Shape boundary entries:
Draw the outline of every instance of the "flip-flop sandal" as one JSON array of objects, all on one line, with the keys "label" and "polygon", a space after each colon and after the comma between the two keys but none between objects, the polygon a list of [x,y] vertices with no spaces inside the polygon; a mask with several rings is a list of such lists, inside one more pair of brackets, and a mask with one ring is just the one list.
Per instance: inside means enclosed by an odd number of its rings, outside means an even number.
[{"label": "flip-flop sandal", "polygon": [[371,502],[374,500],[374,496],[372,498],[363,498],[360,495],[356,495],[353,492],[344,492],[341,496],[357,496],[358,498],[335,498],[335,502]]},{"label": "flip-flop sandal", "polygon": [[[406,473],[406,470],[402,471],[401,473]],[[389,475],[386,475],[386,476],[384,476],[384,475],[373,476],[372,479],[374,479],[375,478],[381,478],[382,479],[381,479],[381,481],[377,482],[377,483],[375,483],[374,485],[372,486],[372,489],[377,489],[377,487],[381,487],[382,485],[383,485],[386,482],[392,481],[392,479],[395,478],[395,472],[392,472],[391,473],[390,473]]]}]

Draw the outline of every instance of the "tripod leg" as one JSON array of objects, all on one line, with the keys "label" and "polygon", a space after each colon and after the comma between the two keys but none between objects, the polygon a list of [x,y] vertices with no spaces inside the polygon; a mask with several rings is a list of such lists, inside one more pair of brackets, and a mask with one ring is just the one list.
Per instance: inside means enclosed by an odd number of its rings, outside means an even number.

## TASK DESCRIPTION
Reproduce every line of the listing above, requests included, and offset each polygon vertex coordinate in the answers by adding -14 to it.

## ANSWER TO THIS EXERCISE
Draw the outline of every instance of the "flip-flop sandal" as one JSON array of objects, all on one line, with the keys "label" and "polygon", a space after each colon and after the comma between the two keys but none between objects, the polygon a list of [x,y] vertices with no spaces inside the polygon; a mask with several rings is a list of such lists, inside one more pair of brackets, and a mask with one ring is just the one list.
Per instance: inside means enclosed by an odd number of its rings, outside means an even number.
[{"label": "flip-flop sandal", "polygon": [[357,488],[360,486],[360,482],[358,484],[349,484],[346,481],[342,481],[339,478],[330,478],[327,482],[343,482],[344,484],[321,484],[321,488]]},{"label": "flip-flop sandal", "polygon": [[[392,459],[392,456],[388,457],[387,459]],[[375,461],[372,461],[372,462],[370,462],[370,461],[359,462],[358,465],[360,465],[361,464],[367,464],[368,465],[367,465],[367,467],[363,468],[363,469],[361,469],[360,471],[358,472],[358,475],[363,475],[363,473],[367,473],[368,471],[369,471],[372,468],[378,467],[378,465],[381,464],[381,458],[378,458],[377,459],[376,459]]]}]

Draw the outline of every instance of the "tripod leg" as one JSON array of objects, all on one line, with the keys "label" and "polygon", a space after each colon and after the comma between the two keys but none between objects, the polygon a list of [x,y] vertices with no spaces inside the polygon; a mask with several rings is a list of such lists, inside one more pair of brackets, and a mask with one ring is just the one list.
Per instance: inside means enclosed by an odd number of its rings, outside means an even number.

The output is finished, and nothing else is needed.